** Start of Passage shown **
2. The video decoder of claim 1 wherein the vector read data in the first read orientation corresponds to matrix data in one of the plurality of rows of the matrix memory.
3. The video decoder of claim 1 wherein the vector read data in the second read orientation corresponds to matrix data in one of the plurality of columns of the matrix memory.
4. The video decoder of claim 1 wherein the plurality of operational instructions further includes at least one vector write instruction that includes vector write orientation data;
wherein the matrix memory stores vector write data in a first write orientation when the vector write orientation data has a third value and that stores vector write data in a second write orientation when the vector write orientation data has a fourth value.
5. The video decoder of claim 4 wherein the vector write data in the first write orientation corresponds to matrix data in one of the plurality of rows of the matrix memory.
6. The video decoder of claim 4 wherein the vector write data in the second write orientation corresponds to matrix data in one of the plurality of columns of the matrix memory.
7. The video decoder of claim 1 wherein the encoded video signal is encoded in accordance with a VP8 coding standard.
8. A method comprising:
generating entropy decoded (EDC) data from an encoded video signal;
generating a decoded video signal from the EDC data, via a plurality of vector processor units, in response to a plurality of operational instructions including at least one vector read instruction that includes vector read orientation data, wherein at least one of the plurality of vector processor units operates by:
storing matrix data in a matrix memory corresponding to a plurality of rows and columns;
generating vector read data in a first read orientation when the vector read orientation data has a first value; and
generating vector read data in a second read orientation when the vector read orientation data has a second value.
** End of Passage shown **
** Start of Data entries **
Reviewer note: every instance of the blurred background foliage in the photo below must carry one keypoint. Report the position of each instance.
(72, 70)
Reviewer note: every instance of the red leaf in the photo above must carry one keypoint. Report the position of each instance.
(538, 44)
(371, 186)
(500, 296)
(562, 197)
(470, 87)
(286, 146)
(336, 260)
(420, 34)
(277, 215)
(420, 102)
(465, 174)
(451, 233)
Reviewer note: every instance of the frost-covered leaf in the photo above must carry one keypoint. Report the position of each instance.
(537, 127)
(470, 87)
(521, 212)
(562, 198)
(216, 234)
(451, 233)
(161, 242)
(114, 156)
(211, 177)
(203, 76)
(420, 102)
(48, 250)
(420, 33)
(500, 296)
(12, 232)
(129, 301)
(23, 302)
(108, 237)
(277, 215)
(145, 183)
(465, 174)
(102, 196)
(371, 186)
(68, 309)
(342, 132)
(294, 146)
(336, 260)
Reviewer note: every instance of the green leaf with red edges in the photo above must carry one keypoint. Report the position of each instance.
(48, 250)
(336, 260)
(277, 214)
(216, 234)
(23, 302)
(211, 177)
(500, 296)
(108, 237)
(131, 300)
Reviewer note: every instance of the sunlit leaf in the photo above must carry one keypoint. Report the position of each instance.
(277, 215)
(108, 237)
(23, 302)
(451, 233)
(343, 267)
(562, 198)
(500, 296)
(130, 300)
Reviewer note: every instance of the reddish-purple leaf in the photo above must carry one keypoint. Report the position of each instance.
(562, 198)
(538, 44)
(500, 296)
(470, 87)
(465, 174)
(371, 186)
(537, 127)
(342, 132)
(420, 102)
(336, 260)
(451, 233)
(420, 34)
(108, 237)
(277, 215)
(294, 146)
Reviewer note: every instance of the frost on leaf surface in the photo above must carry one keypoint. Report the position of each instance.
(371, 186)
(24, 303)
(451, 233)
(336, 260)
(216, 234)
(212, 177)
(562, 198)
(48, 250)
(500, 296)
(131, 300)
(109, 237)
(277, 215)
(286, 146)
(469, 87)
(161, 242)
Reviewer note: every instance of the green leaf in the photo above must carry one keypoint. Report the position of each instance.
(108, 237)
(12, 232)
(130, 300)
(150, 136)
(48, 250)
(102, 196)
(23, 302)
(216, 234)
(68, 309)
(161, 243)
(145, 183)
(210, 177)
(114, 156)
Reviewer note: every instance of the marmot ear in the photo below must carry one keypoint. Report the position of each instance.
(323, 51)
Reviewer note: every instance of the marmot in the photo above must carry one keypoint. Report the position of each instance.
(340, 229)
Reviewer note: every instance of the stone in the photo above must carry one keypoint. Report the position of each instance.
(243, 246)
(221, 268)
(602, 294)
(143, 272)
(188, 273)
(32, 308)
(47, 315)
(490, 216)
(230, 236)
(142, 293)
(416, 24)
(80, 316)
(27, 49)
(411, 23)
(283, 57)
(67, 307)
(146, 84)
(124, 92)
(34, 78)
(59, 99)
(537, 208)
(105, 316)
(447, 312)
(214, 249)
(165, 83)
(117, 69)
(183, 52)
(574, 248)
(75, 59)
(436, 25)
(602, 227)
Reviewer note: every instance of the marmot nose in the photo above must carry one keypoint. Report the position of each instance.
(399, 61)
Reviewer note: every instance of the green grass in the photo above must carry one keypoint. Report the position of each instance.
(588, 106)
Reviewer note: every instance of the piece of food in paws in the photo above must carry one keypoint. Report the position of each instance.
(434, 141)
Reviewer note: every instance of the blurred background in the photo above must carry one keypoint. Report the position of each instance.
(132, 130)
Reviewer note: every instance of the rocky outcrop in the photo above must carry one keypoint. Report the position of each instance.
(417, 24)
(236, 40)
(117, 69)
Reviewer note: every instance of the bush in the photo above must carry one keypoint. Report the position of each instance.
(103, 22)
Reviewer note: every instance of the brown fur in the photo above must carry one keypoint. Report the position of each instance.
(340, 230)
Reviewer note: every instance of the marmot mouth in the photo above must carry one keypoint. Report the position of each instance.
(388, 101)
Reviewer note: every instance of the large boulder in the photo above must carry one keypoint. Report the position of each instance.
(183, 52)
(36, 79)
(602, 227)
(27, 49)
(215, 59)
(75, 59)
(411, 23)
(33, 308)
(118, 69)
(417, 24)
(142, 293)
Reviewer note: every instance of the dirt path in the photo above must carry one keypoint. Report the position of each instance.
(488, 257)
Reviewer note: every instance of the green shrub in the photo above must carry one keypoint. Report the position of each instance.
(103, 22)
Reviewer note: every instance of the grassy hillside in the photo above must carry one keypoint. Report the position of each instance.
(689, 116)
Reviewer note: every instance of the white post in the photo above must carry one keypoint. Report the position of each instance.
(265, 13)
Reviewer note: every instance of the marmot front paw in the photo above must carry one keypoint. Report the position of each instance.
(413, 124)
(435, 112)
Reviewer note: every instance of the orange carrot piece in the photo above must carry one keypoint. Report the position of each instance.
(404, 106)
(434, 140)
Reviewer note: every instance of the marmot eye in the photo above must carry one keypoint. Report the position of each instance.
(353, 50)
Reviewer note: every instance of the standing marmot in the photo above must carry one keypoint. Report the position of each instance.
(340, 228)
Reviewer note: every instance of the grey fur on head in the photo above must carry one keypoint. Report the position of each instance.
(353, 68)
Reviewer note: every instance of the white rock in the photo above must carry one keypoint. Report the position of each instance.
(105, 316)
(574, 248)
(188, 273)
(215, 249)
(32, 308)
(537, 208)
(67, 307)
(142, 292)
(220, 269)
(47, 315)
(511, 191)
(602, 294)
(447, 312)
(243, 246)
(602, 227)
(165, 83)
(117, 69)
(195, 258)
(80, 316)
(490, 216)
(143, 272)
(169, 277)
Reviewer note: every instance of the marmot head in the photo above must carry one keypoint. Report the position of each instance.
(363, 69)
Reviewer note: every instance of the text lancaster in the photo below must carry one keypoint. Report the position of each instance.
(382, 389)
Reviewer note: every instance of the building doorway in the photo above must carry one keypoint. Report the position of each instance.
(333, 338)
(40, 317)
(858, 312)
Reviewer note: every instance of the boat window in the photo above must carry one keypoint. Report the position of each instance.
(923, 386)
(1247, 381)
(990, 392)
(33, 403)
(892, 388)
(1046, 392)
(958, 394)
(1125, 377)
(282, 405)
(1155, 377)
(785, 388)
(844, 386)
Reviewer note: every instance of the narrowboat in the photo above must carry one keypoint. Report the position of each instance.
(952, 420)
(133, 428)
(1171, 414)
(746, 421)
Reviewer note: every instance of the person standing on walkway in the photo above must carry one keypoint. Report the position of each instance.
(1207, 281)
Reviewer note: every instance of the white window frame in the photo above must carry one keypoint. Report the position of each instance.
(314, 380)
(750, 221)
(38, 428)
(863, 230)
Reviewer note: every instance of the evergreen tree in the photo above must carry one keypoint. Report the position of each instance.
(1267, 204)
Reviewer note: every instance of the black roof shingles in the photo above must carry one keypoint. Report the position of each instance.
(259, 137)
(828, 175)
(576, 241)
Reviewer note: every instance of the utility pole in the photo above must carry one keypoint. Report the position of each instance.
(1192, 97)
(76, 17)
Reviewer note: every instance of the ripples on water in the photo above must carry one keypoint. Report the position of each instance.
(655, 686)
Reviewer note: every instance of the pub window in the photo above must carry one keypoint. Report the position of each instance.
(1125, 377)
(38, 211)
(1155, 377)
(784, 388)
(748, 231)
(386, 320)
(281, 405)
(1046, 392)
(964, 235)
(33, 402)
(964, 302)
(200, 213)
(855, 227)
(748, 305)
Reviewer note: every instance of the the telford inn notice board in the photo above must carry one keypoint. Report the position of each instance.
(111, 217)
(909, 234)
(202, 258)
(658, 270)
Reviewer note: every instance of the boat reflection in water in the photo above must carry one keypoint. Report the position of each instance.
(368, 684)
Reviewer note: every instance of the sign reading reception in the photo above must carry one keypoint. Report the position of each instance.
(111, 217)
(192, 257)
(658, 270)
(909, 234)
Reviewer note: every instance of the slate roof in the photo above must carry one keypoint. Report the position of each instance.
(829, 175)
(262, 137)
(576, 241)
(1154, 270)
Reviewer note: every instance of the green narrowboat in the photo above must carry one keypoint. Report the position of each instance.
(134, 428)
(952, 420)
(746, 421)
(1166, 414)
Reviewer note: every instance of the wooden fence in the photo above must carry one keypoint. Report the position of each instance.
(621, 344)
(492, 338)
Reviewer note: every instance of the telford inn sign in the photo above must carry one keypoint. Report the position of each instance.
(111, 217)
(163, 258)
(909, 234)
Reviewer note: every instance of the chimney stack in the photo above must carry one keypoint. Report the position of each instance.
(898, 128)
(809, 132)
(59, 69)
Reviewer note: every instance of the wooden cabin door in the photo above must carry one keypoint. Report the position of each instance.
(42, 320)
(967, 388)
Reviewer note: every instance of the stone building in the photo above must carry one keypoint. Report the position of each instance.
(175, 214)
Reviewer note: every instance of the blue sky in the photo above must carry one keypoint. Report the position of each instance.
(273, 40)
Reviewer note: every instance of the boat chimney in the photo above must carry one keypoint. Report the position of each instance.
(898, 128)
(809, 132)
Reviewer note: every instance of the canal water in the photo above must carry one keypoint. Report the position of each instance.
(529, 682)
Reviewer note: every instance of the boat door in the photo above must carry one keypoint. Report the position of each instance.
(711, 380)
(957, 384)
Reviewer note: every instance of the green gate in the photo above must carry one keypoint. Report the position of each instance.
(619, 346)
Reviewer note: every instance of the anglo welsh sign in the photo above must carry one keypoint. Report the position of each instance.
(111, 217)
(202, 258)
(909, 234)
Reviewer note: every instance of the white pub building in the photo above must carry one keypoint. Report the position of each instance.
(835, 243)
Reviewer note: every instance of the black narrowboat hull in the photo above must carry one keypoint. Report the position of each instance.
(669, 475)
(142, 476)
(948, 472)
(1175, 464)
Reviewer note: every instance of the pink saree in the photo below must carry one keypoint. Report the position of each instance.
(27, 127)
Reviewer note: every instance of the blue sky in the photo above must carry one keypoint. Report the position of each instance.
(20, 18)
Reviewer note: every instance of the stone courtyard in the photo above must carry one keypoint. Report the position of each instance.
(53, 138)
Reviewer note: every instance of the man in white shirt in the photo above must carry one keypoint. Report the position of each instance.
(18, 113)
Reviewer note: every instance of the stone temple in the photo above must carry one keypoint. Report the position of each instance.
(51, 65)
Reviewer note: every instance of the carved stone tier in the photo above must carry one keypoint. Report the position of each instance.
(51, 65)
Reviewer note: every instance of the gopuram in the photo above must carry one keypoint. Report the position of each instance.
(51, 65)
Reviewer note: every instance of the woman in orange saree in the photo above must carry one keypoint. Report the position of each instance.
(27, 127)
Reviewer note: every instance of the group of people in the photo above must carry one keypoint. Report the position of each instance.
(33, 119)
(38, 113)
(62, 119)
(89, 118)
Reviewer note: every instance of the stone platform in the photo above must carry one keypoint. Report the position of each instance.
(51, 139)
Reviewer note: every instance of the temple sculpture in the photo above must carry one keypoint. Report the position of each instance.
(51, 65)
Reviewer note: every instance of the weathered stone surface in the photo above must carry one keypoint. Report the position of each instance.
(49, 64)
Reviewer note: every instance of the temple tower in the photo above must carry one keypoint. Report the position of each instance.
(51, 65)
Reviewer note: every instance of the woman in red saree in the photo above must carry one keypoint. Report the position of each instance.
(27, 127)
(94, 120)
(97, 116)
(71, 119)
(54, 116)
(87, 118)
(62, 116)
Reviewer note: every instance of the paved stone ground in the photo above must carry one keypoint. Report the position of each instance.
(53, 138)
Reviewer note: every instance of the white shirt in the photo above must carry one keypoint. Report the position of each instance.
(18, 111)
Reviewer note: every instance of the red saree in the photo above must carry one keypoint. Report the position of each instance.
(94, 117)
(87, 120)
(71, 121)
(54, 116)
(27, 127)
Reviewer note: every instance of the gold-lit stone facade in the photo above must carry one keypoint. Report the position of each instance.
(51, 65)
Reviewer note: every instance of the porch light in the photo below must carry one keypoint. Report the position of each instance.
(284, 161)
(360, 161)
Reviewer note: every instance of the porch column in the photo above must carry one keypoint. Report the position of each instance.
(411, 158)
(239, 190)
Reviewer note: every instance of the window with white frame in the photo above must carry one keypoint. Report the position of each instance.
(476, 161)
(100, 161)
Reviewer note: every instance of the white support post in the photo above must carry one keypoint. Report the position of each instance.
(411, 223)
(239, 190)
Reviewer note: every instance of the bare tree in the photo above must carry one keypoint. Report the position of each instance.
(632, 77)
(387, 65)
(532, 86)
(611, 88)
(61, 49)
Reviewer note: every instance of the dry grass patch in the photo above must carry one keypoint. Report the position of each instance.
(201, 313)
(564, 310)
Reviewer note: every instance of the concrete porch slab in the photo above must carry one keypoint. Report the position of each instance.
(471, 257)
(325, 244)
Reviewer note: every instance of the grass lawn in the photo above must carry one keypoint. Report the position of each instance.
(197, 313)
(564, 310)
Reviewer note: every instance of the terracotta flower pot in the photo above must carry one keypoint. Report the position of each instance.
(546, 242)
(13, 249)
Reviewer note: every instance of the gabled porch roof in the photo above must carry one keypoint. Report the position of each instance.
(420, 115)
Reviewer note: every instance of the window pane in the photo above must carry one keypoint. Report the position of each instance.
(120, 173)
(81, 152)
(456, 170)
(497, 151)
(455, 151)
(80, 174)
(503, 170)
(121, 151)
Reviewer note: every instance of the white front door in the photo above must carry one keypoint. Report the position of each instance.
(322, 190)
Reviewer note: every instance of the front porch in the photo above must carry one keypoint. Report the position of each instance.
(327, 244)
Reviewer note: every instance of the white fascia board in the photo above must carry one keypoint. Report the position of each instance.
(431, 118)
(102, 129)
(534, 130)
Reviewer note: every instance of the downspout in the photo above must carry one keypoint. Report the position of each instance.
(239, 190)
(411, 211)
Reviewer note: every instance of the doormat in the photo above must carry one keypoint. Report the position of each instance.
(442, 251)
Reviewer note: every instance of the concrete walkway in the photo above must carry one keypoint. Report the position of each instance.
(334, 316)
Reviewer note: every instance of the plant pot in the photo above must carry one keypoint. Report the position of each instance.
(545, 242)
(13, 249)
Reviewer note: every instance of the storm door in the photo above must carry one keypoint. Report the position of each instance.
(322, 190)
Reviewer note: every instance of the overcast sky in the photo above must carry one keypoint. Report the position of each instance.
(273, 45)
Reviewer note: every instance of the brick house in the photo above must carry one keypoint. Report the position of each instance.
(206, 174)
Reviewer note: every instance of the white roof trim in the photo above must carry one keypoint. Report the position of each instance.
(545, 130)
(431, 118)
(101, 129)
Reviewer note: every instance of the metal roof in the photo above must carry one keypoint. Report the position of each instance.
** End of Data entries **
Challenge:
Extend the numbered claims about the video decoder and its matrix memory, starting after the final line of claim 8.

Answer to the exercise:
9. The method of claim 8 wherein the vector read data in the first read orientation corresponds to matrix data in one of the plurality of rows of the matrix memory.
10. The method of claim 8 wherein the vector read data in the second read orientation corresponds to matrix data in one of the plurality of columns of the matrix memory.
11. The method of claim 8 wherein the plurality of operational instructions further includes at least one vector write instruction that includes vector write orientation data, and wherein the at least one of the plurality of vector processor units operates by:
storing vector write data in a first write orientation when the vector write orientation data has a third value; and
storing vector write data in a second write orientation when the vector write orientation data has a fourth value.
12. The method of claim 11 wherein the vector write data in the first write orientation corresponds to matrix data in one of the plurality of rows of the matrix memory.
13. The method of claim 11 wherein the vector write data in the second write orientation corresponds to matrix data in one of the plurality of columns of the matrix memory.
14. The method of claim 8 wherein the encoded video signal is encoded in accordance with a VP8 coding standard.
Priority Applications (1)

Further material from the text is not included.